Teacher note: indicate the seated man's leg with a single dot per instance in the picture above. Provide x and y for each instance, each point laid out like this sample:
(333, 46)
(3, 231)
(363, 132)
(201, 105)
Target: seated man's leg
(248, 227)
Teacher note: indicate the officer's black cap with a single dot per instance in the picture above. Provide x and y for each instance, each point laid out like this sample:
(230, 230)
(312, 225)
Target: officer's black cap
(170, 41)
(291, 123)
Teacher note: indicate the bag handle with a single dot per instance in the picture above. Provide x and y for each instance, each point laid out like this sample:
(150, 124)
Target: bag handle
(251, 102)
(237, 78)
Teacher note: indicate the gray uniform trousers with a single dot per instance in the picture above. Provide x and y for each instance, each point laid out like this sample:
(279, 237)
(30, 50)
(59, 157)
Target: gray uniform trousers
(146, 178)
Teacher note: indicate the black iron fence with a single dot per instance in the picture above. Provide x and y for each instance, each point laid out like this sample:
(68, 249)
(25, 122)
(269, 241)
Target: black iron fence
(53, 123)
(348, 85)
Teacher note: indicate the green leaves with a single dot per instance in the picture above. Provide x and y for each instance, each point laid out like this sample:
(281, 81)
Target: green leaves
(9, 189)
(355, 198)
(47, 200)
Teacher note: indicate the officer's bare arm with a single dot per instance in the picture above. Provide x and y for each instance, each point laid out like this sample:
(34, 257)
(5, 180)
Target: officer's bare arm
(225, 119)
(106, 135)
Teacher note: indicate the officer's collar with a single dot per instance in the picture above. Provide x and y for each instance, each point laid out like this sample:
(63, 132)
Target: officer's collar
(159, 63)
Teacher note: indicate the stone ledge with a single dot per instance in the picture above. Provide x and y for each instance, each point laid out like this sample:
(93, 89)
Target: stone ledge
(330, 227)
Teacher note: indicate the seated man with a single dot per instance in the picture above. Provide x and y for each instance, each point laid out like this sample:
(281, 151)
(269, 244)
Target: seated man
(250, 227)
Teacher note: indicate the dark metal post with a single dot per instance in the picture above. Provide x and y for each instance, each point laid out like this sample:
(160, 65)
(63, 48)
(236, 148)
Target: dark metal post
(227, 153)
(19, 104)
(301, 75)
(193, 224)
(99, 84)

- [The problem] Could you reproduce every record above exactly as it appears?

- [Exercise solution]
Teacher note: indicate the seated man's leg with a single dot per instance in the picture above. Provide x and y for each instance, each point laid out like this sample:
(333, 46)
(3, 231)
(363, 132)
(201, 105)
Target: seated man's leg
(248, 227)
Teacher note: indicate the officer's black cap with a single dot per instance in the picture above. Provide x and y for each instance, each point laid out like this sample:
(230, 230)
(312, 225)
Target: officer's black cap
(170, 41)
(291, 123)
Teacher note: indicate the bag handle with a single dot per instance in the picture above. Provide x and y for each instance, each point laid out like this sample:
(150, 124)
Target: bag handle
(251, 102)
(237, 78)
Teacher note: indicate the gray uniform trousers with a single dot per instance in the picture above. Provide x and y for each instance, each point laid out like this sample:
(279, 237)
(30, 50)
(59, 157)
Target: gray uniform trousers
(146, 178)
Teacher note: indicate the black iron fence with a single dot per instance in the picture above. Provide x and y for each instance, each point laid out like this sample:
(68, 249)
(25, 122)
(269, 241)
Target: black iron fence
(53, 123)
(348, 85)
Teacher note: indicate the green leaves with a single dot per instance in the picture above. Provide x and y for each instance, each point laid out like this sample:
(281, 81)
Target: green leaves
(9, 189)
(355, 198)
(47, 200)
Teacher note: indicate the officer's bare arm with a single dot per instance in the picture above. Provide x and y for each instance, each point laid out like this sample:
(34, 257)
(5, 180)
Target: officer's bare arm
(225, 119)
(106, 135)
Teacher note: indicate the officer's collar with a single dot per instance in the picture above. Provide x and y for each instance, each point laid out like this sample:
(63, 132)
Target: officer's collar
(159, 63)
Teacher note: indicate the stone ledge with a single dot per instance in the picture above. Provide x and y for each instance, each point laid out like this sample:
(93, 89)
Target: stone ledge
(330, 227)
Teacher note: indicate the seated man with a single dot per instance in the picture above. Provide x and y for each instance, each point laid out like this sample:
(281, 151)
(269, 244)
Target: seated man
(250, 227)
Teacher note: indicate the dark metal post with a single dot per instance in the picture above. Provide x and y for each instance, each point laid out like this sample:
(160, 65)
(63, 48)
(236, 148)
Target: dark metal post
(227, 153)
(19, 104)
(301, 75)
(193, 224)
(99, 84)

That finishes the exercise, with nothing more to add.